### 本文抜粋:

○ ○ ○

2人が語る原作映画と黒澤明へのリスペクト

渡辺「まだ映画の黎明期というか、技法も発展途上の中でなぜあれほどの魅力が出るかっていうと、やっぱりエネルギーのぶつけ合いがすごいからですよね。小手先ではなく、あの時代の中にあるものを黒澤さんは捉えたんじゃないかな、と思います。戦後数年で撮ったとは思えなかったです」

北山「なんなら、あの時代のにおいがしてきそうですよね。男同士の熱意のぶつかりあいで、ちゃんとその人の心の中の誇りとか、気持ちまでカメラで捉えていました」

渡辺「そうそう。まだ物資もなにもかもが不自由なのに、あれだけ心に残る作品になったのは、不自由な時代だからこそ皆さんがあがいてエネルギーを出されていたのかなと思っていて。こう言ってはなんだけど、良い環境が良いモノを作るとは限らないんだな、と思わされました」

○ ○ ○

### 行一覧:
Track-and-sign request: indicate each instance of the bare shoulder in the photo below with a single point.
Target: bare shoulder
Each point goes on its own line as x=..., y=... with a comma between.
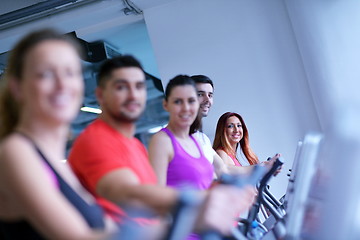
x=221, y=152
x=14, y=147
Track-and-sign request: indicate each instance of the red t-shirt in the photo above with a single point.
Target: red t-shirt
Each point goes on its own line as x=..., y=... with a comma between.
x=100, y=149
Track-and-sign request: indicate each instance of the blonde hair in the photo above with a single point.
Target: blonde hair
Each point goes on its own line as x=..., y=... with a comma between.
x=9, y=107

○ ○ ○

### 設問:
黒澤明作品をめぐる対談のうち、「2人が語る原作映画と黒澤明へのリスペクト」と「いんだな、と思わされました」」の間の部分を、両端の語句も含めて一字一句違えずに書き写してください。

### 解答:
2人が語る原作映画と黒澤明へのリスペクト

渡辺「まだ映画の黎明期というか、技法も発展途上の中でなぜあれほどの魅力が出るかっていうと、やっぱりエネルギーのぶつけ合いがすごいからですよね。小手先ではなく、あの時代の中にあるものを黒澤さんは捉えたんじゃないかな、と思います。戦後数年で撮ったとは思えなかったです」

北山「なんなら、あの時代のにおいがしてきそうですよね。男同士の熱意のぶつかりあいで、ちゃんとその人の心の中の誇りとか、気持ちまでカメラで捉えていました」

渡辺「そうそう。まだ物資もなにもかもが不自由なのに、あれだけ心に残る作品になったのは、不自由な時代だからこそ皆さんがあがいてエネルギーを出されていたのかなと思っていて。こう言ってはなんだけど、良い環境が良いモノを作るとは限らないんだな、と思わされました」